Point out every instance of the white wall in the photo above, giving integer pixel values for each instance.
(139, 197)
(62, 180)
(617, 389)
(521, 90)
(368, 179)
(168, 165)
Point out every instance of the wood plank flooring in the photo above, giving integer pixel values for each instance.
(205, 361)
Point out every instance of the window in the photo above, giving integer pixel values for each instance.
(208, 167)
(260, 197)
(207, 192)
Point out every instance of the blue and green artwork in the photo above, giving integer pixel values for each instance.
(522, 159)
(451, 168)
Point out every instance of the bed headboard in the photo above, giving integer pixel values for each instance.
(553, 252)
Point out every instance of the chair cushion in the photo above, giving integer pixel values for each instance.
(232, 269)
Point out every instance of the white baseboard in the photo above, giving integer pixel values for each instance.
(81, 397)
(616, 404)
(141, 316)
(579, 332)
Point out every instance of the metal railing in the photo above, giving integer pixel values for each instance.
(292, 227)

* **Activity**
Set down every record above, word for word.

* **Response below**
Point out every instance of the white wall in the photo above, giving integer pixel values for each instance.
(139, 197)
(62, 180)
(617, 389)
(521, 90)
(368, 179)
(168, 165)
Point out every instance of the wood plank flooring in the photo above, giving integer pixel values for each instance.
(205, 361)
Point out every instance of the window in the photo above, giving integer pixel values for each instance.
(208, 167)
(260, 197)
(207, 192)
Point out every instance of the blue and green artwork in the photo above, giving integer pixel values for each instance.
(522, 159)
(451, 168)
Point out every instance of the bed headboard in the photo above, giving integer pixel values for each instance.
(553, 252)
Point out every instance of the chair cushion in the photo above, giving integer pixel values for each instance.
(232, 269)
Point out every instance of the white baseboard in the photo above, giving integer pixel values for each instance.
(81, 397)
(616, 404)
(141, 316)
(579, 332)
Point out every instance of the metal railing in the photo above, giving integer pixel values for each instance.
(292, 227)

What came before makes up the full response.